§ **DOCUMENT TEXT**
____

272 – Leading as Enforcers

If we don’t lay down the law and regulate—to paint the lines in the right places and make sure that everyone stays inside those lines—to enforce the good rules that keep everyone safe, whether big or small, young or old—if we let lawlessness have the run of the mill—we do incredible damage.

It’s an old con artist tactic to sit piously, nod with understanding while others talk, show that “sad, sympathetic” face, keep calm and regal, and talk with the ideal, soothing tone that offends no one, all while the foundations crumble and thieves roam unchecked. The incompetent leader uses this tactic, allowing problems to grow while maintaining a vernier of a “pastoral” or “ministerial” or “presidential” or “kingly” manners, and those same problems actually make the people flock to their fraudulent leader who refuses to take action to stop those problems.

True, valuable, competent, worthy leadership will shake the building in order to restore the foundations to the healthy state they began with. Re-roofing, tearing-up carpet, knocking-out and putting-up partitions, digging basements, pouring concrete—construction and maintenance are dusty, dirty, disruptive work.

Of course, the phony, pseudo-pious leader will put out the prophet, slay the truth-teller, and accuse internal compliance inspectors of complaining—all the while mislabeling those activities as “necessary disruptions” when they are anything but.

If you want your life and your work to not become a train wreck, you must know the difference between foundational and theatrical leadership. The foundational leader knows a healthy foundation and enforces rules in order to keep the house in good repair. The theatrical leader does his work in rhetoric and style, politely perched atop a decaying social structure some else created. The mark of a foundational leader is proper enforcement of necessary rules.

When the good leader enforces necessary rules, many people object. Few understand foundation science and no one wants the floor to tremble. But, the very leader deemed the “trouble maker” could be the only person in the house with the competence and courage to save the house. Rules protect the innocent and keep everyone safe under the roof. Question leaders, but don’t complain about thriving steps causing tremors.

276 – Leading as Directors

Letting children run wild does them no good. It never does anyone any good, no matter how old we get. Allowing someone to ignore the boundary lines and break important rules not only harms other people, it harms the person breaking those rules and crossing those boundaries.

The damage of being allowed to live without boundaries occurs on multiple levels. It “enables” bad behavior to continue by “sending the wrong message”. An athlete who can’t play within regulation lacks skill. Little, cute Johnny may seem adorable to the in-laws while he fumbles around with the soccer ball at 7 years old, but unless he focuses his efforts he’ll grow up to be inept rather than a starter athlete appreciated by his teammates and adored by the crowd.

Receiving direction feels constricting at first, but it eventually empowers, like the focused light of a laser or magnifying glass.

Constriction and control is not an end in itself. Helen Keller was wild, unrestrained, and insufferable as a child, until a tutor was able to teach her the concept of meaning. She needed direction, but it had to be coupled with understanding. She had unusual obstacles that needed to be overcome first, but most of us don’t have the luxury of that excuse. Boundaries still must be enforced, usually without as much patience as an unusual “Keller” case requires.

Blowing the whistle when the ball goes OB helps the learning athlete understand gravity, how the world works, the flow of the wind, and what happens in the game. For rookies unable to stay in bounds, remove the lines from the court so the rookies don’t learn to ignore them. Parents of children who grow to be respected as adults will say to the five year old, “Oops, it went over the line. So, it’s my ball now. Tough luck.” That child will learn quickly to be awesome and other parents will never figure out why, but they will always be jealous. Good leaders kindly do the same with everyone, with everything, everywhere.

Learning to color inside the lines is about more than “neatness” and “organization”; it may not even hurt anyone; but staying within the lines proves skill.

____

§ **DATASET EXCERPT**
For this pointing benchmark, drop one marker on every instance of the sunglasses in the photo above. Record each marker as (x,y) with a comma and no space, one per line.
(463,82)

____

§ **ASSIGNED TASK**
In the leadership text above, what is named as the mark of a foundational leader?

§ **SOLUTION FOR THIS EXERCISE**
Proper enforcement of necessary rules.